Please output each line of the data exactly as it appears.
################
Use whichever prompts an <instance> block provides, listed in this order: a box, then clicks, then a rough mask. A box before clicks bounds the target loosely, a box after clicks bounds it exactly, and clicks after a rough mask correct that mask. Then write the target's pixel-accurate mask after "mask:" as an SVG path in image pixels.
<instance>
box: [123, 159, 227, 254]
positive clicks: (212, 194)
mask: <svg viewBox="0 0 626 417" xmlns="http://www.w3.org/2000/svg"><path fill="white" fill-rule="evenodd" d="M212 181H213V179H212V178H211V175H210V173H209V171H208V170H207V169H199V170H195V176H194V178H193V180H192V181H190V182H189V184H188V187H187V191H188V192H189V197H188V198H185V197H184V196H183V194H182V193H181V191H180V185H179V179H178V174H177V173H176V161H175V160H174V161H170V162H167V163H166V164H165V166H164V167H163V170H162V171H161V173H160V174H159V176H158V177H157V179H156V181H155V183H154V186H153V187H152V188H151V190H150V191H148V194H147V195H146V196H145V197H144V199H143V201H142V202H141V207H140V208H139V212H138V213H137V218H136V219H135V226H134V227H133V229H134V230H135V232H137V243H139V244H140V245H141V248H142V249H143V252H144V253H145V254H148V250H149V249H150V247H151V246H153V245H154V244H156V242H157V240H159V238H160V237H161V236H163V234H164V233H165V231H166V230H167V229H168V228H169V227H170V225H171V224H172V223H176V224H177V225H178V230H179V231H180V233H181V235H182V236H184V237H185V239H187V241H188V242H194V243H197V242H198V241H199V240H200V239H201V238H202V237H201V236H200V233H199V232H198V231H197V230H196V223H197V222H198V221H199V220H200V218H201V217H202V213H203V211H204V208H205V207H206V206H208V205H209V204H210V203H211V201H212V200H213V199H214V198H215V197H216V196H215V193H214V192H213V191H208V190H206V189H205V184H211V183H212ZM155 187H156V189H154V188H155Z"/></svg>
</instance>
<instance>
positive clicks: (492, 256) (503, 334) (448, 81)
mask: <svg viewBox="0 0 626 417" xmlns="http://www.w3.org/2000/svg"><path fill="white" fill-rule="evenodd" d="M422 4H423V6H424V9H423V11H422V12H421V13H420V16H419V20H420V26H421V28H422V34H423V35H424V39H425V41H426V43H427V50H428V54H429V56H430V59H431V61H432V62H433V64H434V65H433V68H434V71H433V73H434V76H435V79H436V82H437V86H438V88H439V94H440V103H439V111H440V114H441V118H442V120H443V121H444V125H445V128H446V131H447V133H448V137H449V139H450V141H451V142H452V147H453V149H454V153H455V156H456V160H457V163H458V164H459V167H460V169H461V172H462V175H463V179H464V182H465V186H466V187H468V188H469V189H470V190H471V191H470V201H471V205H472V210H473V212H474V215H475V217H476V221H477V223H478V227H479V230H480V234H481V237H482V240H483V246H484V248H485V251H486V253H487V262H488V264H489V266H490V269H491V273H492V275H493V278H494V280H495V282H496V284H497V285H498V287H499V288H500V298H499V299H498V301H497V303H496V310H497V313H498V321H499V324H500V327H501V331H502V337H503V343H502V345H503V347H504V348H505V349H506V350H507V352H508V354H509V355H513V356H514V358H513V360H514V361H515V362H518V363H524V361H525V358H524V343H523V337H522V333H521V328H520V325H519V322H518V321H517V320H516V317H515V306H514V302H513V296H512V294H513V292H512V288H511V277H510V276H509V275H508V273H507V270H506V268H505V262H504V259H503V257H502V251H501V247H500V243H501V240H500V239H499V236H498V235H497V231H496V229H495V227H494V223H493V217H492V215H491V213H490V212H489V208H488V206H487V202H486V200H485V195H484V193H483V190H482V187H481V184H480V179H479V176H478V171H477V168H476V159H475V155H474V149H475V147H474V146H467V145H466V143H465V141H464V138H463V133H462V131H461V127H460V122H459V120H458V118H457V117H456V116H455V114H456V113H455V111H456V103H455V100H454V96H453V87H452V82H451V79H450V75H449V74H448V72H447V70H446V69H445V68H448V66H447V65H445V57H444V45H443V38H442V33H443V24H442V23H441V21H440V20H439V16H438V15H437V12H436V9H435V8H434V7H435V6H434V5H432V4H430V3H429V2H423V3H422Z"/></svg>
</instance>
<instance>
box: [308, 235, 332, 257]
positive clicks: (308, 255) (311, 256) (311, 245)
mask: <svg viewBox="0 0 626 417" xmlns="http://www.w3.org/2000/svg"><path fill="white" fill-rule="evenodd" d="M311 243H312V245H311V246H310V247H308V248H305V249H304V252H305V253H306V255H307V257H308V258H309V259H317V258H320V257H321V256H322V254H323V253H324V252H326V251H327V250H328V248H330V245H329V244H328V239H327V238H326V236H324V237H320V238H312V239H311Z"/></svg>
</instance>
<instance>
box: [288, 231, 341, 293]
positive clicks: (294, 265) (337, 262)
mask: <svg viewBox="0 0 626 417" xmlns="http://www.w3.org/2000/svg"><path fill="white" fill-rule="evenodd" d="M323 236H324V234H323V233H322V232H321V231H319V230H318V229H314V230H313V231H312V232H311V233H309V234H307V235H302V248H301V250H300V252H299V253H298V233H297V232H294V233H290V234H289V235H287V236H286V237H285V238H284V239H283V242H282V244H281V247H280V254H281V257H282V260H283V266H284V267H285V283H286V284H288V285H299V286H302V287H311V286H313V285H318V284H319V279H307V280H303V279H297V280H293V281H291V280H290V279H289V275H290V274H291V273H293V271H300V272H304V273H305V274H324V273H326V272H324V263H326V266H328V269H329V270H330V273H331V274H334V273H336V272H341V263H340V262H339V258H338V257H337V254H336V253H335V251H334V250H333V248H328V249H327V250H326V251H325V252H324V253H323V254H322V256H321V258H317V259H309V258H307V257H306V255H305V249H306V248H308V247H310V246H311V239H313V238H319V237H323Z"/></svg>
################
◆ **EXERCISE OUTPUT**:
Use whichever prompts an <instance> block provides, listed in this order: a box, then clicks, then a rough mask. A box before clicks bounds the target loosely, a box after clicks bounds it exactly, and clicks after a rough mask correct that mask. Then write the target's pixel-accurate mask after "mask:" as an SVG path in image pixels.
<instance>
box: [123, 159, 227, 254]
positive clicks: (212, 194)
mask: <svg viewBox="0 0 626 417" xmlns="http://www.w3.org/2000/svg"><path fill="white" fill-rule="evenodd" d="M212 181H213V179H212V178H211V175H210V173H209V171H208V170H207V169H199V170H195V176H194V178H193V180H192V181H190V182H189V184H188V187H187V191H188V192H189V197H188V198H185V197H184V196H183V194H182V193H181V191H180V185H179V179H178V174H177V173H176V161H175V160H174V161H170V162H167V163H166V164H165V166H164V167H163V170H162V171H161V173H160V174H159V176H158V177H157V179H156V181H155V183H154V186H153V187H152V188H151V190H150V191H148V194H147V195H146V196H145V197H144V199H143V201H142V202H141V207H140V208H139V212H138V213H137V218H136V219H135V226H134V227H133V229H134V230H135V232H137V243H139V244H140V245H141V248H142V249H143V252H144V253H145V254H148V250H149V249H150V247H151V246H153V245H154V244H156V242H157V240H159V238H160V237H161V236H163V234H164V233H165V231H166V230H167V229H168V228H169V227H170V225H171V224H172V223H176V224H177V225H178V230H179V231H180V233H181V235H182V236H184V237H185V239H187V241H188V242H194V243H197V242H198V241H199V240H200V239H201V238H202V237H201V236H200V233H199V232H198V231H197V230H196V223H197V222H198V221H199V220H200V218H201V217H202V213H203V211H204V208H205V207H206V206H208V205H209V204H210V203H211V201H212V200H213V199H214V198H215V197H216V196H215V193H214V192H213V191H208V190H206V189H205V184H211V183H212ZM155 187H156V189H154V188H155Z"/></svg>
</instance>
<instance>
positive clicks: (492, 256) (503, 334) (448, 81)
mask: <svg viewBox="0 0 626 417" xmlns="http://www.w3.org/2000/svg"><path fill="white" fill-rule="evenodd" d="M422 4H423V6H424V9H423V11H422V12H421V13H420V16H419V20H420V26H421V28H422V34H423V35H424V39H425V41H426V43H427V50H428V54H429V56H430V59H431V61H432V62H433V64H434V65H433V68H434V71H433V73H434V76H435V79H436V82H437V86H438V88H439V94H440V103H439V111H440V114H441V118H442V120H443V121H444V125H445V128H446V131H447V133H448V137H449V139H450V141H451V142H452V147H453V149H454V153H455V156H456V160H457V163H458V164H459V167H460V169H461V172H462V175H463V179H464V182H465V186H466V187H468V188H469V189H470V190H471V191H470V201H471V205H472V210H473V212H474V215H475V217H476V221H477V223H478V227H479V230H480V234H481V237H482V240H483V246H484V248H485V251H486V253H487V262H488V264H489V266H490V269H491V273H492V275H493V278H494V280H495V282H496V284H497V285H498V287H499V288H500V298H499V299H498V301H497V303H496V310H497V313H498V321H499V324H500V327H501V331H502V337H503V343H502V345H503V347H504V348H505V349H506V350H507V352H508V354H509V355H513V356H514V358H513V360H514V361H515V362H518V363H524V361H525V358H524V343H523V337H522V333H521V328H520V325H519V322H518V321H517V320H516V317H515V306H514V302H513V296H512V294H513V292H512V288H511V277H510V276H509V275H508V273H507V270H506V268H505V262H504V259H503V257H502V251H501V247H500V243H501V240H500V239H499V236H498V235H497V231H496V229H495V227H494V223H493V217H492V215H491V213H490V212H489V208H488V206H487V202H486V200H485V195H484V193H483V190H482V187H481V184H480V179H479V176H478V171H477V168H476V159H475V155H474V149H475V147H474V146H467V145H466V143H465V141H464V138H463V133H462V131H461V127H460V122H459V120H458V118H457V117H456V116H455V114H456V113H455V111H456V103H455V100H454V96H453V87H452V82H451V79H450V75H449V74H448V72H447V70H446V69H445V68H448V66H447V65H445V57H444V45H443V38H442V33H443V24H442V23H441V21H440V20H439V16H438V15H437V12H436V9H435V8H434V7H435V6H434V5H432V4H430V3H429V2H423V3H422Z"/></svg>
</instance>
<instance>
box: [308, 235, 332, 257]
positive clicks: (308, 255) (311, 256) (311, 245)
mask: <svg viewBox="0 0 626 417" xmlns="http://www.w3.org/2000/svg"><path fill="white" fill-rule="evenodd" d="M311 243H312V245H311V246H310V247H308V248H305V249H304V252H305V253H306V255H307V257H308V258H309V259H317V258H320V257H321V256H322V254H323V253H324V252H326V251H327V250H328V248H330V245H329V244H328V239H327V238H326V236H324V237H320V238H312V239H311Z"/></svg>
</instance>
<instance>
box: [288, 231, 341, 293]
positive clicks: (294, 265) (337, 262)
mask: <svg viewBox="0 0 626 417" xmlns="http://www.w3.org/2000/svg"><path fill="white" fill-rule="evenodd" d="M323 236H324V234H323V233H322V232H321V231H319V230H318V229H314V230H313V231H312V232H311V233H309V234H307V235H302V248H301V250H300V252H299V253H298V233H297V232H294V233H290V234H289V235H287V236H286V237H285V238H284V239H283V242H282V244H281V247H280V254H281V257H282V260H283V266H284V267H285V283H286V284H288V285H299V286H302V287H311V286H313V285H318V284H319V279H307V280H303V279H297V280H293V281H291V280H290V279H289V275H290V274H291V273H293V271H300V272H304V273H305V274H324V273H326V272H324V263H326V266H328V269H329V270H330V273H331V274H334V273H336V272H341V263H340V262H339V258H338V257H337V254H336V253H335V251H334V250H333V248H328V249H327V250H326V251H325V252H324V253H323V254H322V256H321V258H317V259H309V258H307V257H306V255H305V249H306V248H308V247H310V246H311V239H313V238H319V237H323Z"/></svg>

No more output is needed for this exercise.